Text to read -

— START —

Polyoxometalates (POMs) are a class of promising adsorbents and have been applied in environmental protection because of their rich compositions and structures, high thermal stability, adjustable acidity and reversible redox properties [9,10,11,12,13]. As adsorbent, POMs have been used to synthesize a variety of materials to remove different dyes from aqueous solutions [14,15,16,17]. Liu's research group has reported Fe3O4/POMs nanomaterial with good adsorption performance for removal of cationic dyes, and Fe3O4/Ag/POMs nanomaterial with rapid removal of methylthionine chloride, indicating that more effective dye removal enhancement performance could be obtained by combining POMs and nanoparticles into a single entity through nanoengineering [18, 19].

AgZnO hybrid nanoparticles have excellent photocatalytic activity and are widely used in the field of photocatalysis. The addition of Ag improves photocatalytic capacity of AgZnO and the charge utilization efficiency and photochemical stability of ZnO [20,21,22,23,24]. Photocatalytic activity of AgZnO nanoparticles has photocatalytic effect on dyes in aqueous solution [25, 26]. In order to explore an effective and environmentally friendly method for removing BM dye in aqueous solution, in this paper, we combined AgZnO hybrid nanoparticles and POMs to obtain bifunctional photocatalytic-adsorbent AgZnO/POMs nanocomposites (Scheme 1). The removal experiments of BM demonstrated that photocatalytic-adsorbent AgZnO/POMs nanocomposites possessed both adsorption and photocatalytic effects on BM in aqueous solution with emerging high removal efficiency. The good adsorption, photocatalytic activity and reusability of the nanocomposites indicated that the bifunctional photocatalytic-adsorbent AgZnO/POMs nanocomposites are beneficial to protect the environment.


The current study was aimed to improve the efficiency removal of BM by AgZnO/POMs nanocomposites.

— END —

Items from a labeling collection -
— START —

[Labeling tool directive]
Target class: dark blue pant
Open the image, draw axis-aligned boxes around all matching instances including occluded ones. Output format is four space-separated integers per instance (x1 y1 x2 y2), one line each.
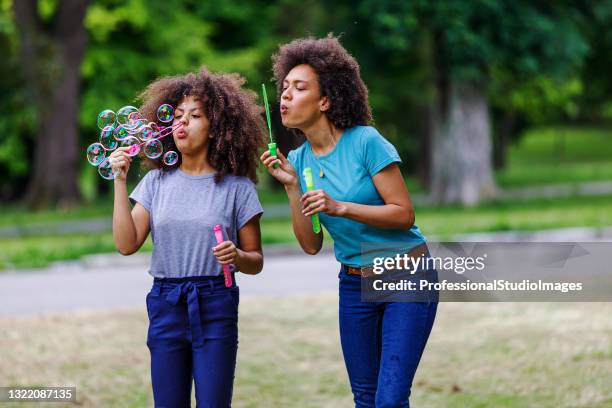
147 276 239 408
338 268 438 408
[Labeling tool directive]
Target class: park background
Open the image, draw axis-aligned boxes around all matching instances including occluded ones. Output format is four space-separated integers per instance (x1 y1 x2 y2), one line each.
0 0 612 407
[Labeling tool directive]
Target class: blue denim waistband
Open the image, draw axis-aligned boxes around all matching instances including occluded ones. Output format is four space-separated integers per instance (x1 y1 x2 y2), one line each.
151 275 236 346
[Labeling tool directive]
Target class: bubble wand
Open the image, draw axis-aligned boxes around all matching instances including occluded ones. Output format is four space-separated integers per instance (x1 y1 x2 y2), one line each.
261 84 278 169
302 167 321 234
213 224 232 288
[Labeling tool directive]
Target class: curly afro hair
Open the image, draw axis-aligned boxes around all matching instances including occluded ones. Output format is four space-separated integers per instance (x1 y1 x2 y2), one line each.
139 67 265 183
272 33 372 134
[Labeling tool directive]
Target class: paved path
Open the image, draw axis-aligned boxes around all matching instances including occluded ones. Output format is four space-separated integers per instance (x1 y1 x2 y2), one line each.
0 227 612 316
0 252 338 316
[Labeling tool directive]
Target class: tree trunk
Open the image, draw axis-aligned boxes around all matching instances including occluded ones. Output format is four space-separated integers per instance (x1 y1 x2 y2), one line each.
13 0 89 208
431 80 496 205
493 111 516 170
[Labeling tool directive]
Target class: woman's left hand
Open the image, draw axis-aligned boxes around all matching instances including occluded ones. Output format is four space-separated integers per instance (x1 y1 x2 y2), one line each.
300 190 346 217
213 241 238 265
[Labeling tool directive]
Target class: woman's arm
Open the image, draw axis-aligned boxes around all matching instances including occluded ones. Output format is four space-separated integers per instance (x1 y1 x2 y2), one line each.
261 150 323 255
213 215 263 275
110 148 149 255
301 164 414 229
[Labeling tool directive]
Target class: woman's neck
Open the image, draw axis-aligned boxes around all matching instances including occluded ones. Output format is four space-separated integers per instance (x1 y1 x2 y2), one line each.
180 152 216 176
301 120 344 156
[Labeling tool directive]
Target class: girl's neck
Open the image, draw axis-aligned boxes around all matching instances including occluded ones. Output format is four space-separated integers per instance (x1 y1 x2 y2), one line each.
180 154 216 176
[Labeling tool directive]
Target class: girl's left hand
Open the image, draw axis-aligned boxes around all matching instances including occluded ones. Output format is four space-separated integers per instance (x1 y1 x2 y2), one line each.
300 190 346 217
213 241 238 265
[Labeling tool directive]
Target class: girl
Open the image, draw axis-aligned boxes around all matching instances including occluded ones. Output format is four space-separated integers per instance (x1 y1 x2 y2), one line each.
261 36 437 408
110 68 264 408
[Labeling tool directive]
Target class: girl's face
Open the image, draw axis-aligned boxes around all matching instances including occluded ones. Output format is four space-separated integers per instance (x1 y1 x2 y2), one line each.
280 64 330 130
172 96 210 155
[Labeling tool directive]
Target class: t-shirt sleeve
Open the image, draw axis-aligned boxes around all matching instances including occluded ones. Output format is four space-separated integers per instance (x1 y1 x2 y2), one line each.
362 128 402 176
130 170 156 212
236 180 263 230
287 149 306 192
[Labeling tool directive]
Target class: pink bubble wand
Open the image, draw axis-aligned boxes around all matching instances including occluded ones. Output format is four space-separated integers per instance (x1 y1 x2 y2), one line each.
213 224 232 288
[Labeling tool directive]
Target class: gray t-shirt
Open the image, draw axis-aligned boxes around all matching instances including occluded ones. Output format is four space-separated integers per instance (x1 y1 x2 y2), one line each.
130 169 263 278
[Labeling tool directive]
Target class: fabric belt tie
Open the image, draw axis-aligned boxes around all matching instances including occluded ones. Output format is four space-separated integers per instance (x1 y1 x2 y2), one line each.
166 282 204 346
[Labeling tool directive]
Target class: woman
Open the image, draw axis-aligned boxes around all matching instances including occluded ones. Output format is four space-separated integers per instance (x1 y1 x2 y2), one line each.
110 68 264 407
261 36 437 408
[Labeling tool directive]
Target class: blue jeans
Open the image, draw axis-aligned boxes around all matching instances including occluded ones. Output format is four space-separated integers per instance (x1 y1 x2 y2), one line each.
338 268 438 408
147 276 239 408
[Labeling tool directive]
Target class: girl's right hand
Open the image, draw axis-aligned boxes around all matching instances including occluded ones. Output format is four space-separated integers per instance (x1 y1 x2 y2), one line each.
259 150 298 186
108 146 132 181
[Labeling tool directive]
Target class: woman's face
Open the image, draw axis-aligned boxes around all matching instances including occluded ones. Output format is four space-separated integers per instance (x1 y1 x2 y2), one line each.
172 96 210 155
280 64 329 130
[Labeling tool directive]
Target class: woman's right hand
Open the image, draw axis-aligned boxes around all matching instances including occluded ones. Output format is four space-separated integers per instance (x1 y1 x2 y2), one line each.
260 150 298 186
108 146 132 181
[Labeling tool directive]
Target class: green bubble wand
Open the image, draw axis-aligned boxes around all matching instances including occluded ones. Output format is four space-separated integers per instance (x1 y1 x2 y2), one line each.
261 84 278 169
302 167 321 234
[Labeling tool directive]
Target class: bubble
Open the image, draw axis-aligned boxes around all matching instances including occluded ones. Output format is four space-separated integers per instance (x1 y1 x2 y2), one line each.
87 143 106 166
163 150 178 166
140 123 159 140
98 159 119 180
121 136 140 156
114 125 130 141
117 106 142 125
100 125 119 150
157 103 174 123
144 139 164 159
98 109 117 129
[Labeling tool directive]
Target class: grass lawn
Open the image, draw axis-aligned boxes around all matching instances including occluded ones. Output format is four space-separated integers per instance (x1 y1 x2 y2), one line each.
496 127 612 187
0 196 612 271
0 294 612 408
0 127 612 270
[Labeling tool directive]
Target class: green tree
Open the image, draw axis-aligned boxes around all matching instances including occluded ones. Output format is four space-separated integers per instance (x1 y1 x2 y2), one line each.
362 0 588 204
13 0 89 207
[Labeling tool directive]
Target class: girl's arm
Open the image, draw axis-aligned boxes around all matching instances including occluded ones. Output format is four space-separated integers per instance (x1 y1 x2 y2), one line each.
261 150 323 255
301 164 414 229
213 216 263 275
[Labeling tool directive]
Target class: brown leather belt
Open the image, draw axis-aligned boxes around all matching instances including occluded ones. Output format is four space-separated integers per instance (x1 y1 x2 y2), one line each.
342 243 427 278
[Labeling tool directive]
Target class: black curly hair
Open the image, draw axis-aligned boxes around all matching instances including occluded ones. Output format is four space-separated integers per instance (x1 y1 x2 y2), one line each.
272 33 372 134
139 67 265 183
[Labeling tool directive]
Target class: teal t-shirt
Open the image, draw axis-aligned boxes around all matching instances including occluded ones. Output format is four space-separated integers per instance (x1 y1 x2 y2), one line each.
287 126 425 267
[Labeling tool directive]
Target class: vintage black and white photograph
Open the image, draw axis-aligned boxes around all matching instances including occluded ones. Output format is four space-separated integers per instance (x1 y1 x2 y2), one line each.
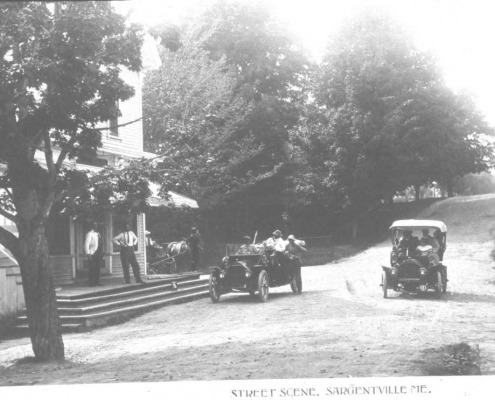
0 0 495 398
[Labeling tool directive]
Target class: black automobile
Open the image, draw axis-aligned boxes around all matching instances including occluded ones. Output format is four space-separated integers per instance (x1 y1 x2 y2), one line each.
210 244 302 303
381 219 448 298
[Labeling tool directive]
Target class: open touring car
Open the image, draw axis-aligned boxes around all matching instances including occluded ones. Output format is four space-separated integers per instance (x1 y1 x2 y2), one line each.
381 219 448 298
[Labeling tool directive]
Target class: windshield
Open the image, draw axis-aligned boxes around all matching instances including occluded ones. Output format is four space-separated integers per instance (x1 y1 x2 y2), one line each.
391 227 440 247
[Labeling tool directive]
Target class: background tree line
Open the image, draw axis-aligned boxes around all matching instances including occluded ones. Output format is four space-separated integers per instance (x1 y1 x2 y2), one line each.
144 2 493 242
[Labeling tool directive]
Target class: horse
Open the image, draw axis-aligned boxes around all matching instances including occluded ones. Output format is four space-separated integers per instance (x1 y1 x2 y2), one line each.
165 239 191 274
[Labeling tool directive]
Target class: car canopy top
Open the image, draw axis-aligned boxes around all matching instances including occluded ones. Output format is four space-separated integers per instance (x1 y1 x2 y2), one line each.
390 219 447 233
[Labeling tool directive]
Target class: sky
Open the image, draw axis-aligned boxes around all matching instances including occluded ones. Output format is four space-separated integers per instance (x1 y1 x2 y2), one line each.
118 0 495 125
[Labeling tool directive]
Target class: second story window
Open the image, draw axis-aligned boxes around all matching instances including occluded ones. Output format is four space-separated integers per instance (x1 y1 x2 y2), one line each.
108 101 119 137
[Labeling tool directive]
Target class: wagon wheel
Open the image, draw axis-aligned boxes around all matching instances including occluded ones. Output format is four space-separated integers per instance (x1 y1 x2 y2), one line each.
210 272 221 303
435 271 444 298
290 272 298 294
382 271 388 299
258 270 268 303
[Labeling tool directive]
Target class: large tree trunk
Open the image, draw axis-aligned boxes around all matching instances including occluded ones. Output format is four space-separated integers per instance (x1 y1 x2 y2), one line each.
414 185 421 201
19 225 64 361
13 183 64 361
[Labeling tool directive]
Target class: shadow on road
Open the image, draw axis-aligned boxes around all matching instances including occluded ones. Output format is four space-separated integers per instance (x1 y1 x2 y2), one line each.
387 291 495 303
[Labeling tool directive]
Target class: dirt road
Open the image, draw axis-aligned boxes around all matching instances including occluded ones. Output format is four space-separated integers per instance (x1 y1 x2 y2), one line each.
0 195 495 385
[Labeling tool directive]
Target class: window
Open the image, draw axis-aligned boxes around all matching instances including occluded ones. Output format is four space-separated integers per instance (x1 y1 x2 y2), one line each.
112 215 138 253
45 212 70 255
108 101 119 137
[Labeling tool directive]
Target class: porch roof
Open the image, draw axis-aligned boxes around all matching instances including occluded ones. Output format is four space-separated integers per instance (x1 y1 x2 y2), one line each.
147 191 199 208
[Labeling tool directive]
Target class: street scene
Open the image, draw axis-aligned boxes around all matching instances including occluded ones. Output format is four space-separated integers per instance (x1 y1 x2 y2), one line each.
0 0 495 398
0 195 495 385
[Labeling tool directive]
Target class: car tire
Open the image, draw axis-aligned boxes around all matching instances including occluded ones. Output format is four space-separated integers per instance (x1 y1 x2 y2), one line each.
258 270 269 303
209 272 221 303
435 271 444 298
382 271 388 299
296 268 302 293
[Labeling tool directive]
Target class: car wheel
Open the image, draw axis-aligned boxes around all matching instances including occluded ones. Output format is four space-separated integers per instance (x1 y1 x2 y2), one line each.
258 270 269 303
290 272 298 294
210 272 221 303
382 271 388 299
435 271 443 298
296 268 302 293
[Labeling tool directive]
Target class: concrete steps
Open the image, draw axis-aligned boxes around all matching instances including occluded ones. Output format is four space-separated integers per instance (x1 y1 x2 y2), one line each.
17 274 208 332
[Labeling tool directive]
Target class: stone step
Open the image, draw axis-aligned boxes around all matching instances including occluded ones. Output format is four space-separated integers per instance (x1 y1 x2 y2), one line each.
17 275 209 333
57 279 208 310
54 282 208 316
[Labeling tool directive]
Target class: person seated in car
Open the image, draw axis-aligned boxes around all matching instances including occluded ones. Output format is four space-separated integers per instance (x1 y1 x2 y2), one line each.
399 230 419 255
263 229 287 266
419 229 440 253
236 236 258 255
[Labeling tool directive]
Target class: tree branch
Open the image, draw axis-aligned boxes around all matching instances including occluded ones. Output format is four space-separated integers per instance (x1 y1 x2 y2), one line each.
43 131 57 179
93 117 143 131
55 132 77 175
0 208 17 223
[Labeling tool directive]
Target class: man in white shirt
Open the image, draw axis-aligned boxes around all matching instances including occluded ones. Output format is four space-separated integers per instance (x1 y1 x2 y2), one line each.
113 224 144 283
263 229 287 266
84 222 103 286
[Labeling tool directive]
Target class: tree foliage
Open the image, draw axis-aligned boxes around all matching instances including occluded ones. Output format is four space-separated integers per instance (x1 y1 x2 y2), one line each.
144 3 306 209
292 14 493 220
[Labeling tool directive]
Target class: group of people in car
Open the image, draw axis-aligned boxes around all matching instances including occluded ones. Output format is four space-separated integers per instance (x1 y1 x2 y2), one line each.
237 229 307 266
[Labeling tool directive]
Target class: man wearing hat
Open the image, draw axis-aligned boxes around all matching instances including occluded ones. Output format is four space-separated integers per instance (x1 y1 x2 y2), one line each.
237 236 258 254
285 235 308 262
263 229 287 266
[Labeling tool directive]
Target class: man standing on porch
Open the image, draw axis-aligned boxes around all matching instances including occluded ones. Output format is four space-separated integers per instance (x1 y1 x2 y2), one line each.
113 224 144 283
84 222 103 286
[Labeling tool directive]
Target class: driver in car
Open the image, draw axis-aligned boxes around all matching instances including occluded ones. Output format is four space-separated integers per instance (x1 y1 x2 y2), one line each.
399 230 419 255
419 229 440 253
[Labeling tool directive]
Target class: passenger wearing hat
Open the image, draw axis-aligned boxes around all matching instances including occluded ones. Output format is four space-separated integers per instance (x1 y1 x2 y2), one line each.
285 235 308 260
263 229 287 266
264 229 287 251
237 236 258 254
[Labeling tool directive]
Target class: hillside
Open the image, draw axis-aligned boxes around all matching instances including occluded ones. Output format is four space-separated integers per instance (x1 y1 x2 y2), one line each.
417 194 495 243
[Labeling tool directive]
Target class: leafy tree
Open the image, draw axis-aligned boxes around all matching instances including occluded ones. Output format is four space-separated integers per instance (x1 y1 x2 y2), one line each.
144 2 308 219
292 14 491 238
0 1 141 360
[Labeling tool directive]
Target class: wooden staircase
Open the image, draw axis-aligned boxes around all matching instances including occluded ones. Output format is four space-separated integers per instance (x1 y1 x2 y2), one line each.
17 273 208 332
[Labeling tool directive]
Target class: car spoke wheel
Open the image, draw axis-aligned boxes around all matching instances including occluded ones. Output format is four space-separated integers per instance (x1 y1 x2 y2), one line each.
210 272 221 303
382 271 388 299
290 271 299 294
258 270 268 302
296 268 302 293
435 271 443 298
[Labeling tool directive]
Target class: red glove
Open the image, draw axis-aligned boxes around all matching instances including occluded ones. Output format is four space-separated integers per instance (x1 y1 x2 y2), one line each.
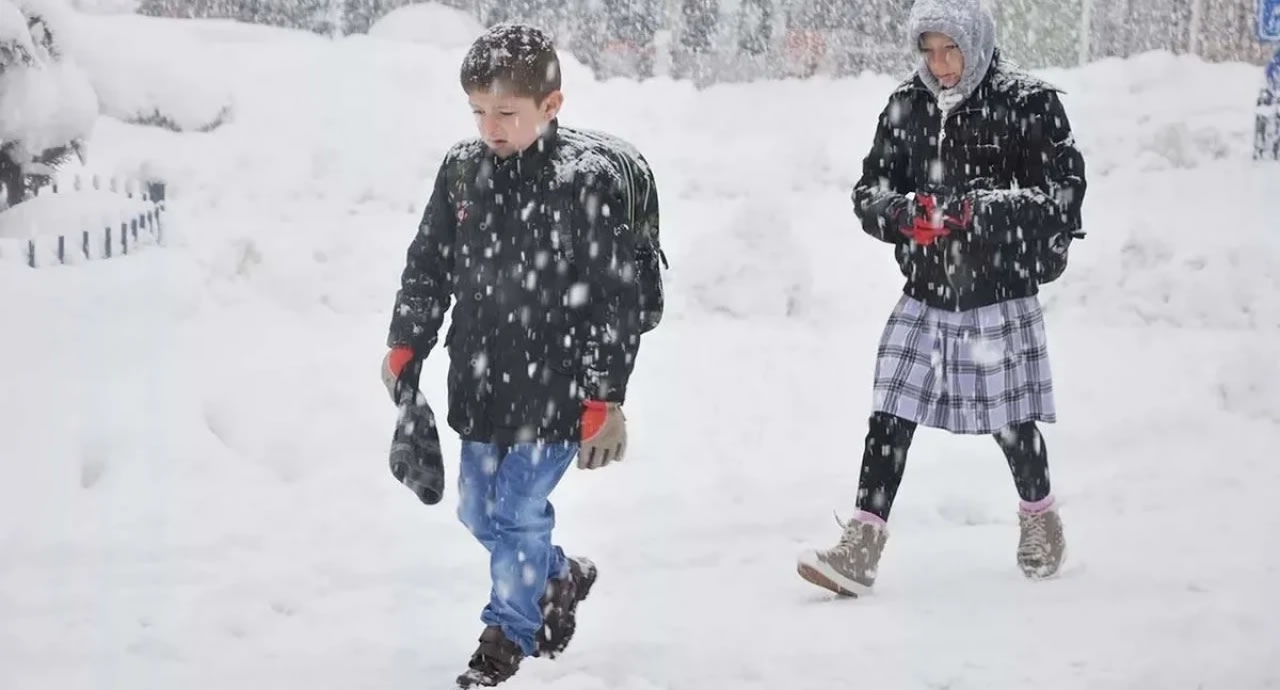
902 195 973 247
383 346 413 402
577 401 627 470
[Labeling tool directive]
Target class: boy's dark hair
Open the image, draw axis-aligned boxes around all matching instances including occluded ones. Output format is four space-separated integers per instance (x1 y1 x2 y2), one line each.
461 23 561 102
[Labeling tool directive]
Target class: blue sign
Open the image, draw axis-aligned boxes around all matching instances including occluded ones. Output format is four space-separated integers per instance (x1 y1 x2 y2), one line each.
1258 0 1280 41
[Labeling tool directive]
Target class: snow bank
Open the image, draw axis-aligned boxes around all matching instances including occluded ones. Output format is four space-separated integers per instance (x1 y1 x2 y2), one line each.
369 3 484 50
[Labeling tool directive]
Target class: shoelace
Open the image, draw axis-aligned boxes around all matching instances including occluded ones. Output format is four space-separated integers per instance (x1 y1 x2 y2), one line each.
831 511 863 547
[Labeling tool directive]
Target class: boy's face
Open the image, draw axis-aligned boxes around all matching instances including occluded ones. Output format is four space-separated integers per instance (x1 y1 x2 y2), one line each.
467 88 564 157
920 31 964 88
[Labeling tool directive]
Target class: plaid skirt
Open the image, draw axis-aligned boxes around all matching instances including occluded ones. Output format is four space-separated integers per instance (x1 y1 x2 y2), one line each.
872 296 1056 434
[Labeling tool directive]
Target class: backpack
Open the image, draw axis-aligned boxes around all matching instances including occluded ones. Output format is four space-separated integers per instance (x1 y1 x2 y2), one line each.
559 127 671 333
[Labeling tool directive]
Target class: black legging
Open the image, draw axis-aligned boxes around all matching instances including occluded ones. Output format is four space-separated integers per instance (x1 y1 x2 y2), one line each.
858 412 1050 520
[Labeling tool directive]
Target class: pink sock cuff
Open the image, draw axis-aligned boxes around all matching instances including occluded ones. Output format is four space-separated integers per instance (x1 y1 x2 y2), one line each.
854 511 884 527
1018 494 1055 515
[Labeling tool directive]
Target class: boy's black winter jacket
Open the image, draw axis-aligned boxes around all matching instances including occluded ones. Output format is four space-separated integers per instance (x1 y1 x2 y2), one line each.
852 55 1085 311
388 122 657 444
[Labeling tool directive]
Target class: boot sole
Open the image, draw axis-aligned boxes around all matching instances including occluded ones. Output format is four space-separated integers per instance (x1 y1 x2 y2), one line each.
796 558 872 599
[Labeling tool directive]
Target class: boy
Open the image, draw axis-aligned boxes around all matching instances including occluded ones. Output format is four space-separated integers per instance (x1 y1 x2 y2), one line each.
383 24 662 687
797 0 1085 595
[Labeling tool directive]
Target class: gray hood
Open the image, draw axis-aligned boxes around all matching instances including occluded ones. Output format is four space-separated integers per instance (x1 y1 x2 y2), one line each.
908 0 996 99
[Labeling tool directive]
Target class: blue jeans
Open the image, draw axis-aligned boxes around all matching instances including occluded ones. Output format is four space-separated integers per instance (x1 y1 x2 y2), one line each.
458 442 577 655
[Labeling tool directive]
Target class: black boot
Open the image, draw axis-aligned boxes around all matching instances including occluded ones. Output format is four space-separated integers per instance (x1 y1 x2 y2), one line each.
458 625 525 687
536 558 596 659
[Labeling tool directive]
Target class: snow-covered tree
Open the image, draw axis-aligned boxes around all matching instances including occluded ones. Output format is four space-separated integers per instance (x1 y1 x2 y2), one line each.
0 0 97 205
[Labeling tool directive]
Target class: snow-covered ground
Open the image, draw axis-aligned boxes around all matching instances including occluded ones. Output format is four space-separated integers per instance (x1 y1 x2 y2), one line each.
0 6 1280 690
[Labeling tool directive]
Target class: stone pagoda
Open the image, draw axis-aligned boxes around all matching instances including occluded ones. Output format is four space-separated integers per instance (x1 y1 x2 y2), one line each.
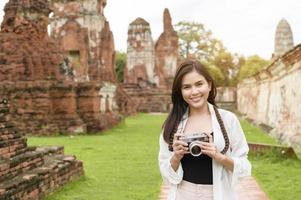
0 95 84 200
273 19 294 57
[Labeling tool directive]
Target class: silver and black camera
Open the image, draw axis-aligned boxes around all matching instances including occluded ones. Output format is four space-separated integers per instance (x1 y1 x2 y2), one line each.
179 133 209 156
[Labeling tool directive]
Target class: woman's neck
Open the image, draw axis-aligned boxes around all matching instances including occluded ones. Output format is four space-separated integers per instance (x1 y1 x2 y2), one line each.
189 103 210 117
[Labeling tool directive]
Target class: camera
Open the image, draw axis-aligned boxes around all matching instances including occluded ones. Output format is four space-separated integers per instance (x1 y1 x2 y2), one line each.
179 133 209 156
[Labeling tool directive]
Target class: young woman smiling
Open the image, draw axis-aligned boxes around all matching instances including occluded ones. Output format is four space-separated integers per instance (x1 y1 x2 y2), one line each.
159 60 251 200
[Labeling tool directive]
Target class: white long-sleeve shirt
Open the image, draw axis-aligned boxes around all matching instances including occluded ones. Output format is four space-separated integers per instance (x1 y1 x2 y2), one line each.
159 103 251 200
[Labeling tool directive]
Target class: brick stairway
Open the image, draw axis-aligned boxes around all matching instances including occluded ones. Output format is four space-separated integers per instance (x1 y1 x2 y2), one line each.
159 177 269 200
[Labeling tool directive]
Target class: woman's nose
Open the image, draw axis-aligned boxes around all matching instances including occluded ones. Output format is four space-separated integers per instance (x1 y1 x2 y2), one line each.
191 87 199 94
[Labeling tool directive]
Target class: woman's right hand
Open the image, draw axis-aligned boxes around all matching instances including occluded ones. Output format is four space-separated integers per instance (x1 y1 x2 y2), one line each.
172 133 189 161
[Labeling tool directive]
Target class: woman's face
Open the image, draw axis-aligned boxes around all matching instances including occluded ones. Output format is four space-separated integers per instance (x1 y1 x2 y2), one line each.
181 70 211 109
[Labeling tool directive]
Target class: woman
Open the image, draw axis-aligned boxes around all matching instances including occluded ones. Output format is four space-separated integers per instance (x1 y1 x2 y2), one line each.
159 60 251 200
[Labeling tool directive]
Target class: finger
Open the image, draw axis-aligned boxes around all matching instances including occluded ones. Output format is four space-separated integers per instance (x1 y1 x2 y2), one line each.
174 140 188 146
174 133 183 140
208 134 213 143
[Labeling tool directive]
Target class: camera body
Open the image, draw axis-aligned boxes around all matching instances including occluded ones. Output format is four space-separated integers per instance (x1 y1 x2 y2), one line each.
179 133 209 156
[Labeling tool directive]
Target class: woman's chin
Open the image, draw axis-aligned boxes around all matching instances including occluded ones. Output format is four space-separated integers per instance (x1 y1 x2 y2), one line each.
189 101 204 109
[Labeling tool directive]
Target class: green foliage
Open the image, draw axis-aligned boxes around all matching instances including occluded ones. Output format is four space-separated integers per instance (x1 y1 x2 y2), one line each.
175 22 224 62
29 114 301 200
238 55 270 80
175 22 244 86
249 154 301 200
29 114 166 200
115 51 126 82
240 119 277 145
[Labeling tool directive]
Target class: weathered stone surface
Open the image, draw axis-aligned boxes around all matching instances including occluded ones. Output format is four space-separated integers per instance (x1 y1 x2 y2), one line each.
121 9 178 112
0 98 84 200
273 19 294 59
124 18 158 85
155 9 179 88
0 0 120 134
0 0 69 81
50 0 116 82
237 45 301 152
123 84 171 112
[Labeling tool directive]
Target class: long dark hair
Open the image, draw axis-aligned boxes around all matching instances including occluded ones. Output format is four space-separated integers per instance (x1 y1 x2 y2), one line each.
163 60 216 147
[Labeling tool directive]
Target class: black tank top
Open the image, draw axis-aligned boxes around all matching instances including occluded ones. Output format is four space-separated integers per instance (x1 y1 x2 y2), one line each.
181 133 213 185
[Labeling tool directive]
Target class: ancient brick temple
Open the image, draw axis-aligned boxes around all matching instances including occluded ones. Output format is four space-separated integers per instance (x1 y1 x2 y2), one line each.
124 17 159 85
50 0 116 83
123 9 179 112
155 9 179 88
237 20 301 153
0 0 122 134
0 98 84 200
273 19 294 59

— END —

Complete the following -
a: Condense the paragraph of the dye-removal text that begins "Polyoxometalates (POMs) are a class" into a bulleted list that keeps its main facts.
b: Return every line of the records that contains the string "belt". Matches must agree in case.
The text on dye removal has no connection to the records.

Written responses -
a:
- POMs are promising adsorbents used in environmental protection because of their rich compositions and structures, high thermal stability, adjustable acidity, and reversible redox properties.
- As adsorbents, POMs have been used to make a variety of materials that remove different dyes from aqueous solutions.
- Liu's research group reported an Fe3O4/POMs nanomaterial that adsorbs cationic dyes well.
- The same group reported an Fe3O4/Ag/POMs nanomaterial that rapidly removes methylthionine chloride.
- These results indicate that combining POMs and nanoparticles into a single entity through nanoengineering can give more effective dye removal.

b:
Target class: fabric belt tie
Target class: brown leather belt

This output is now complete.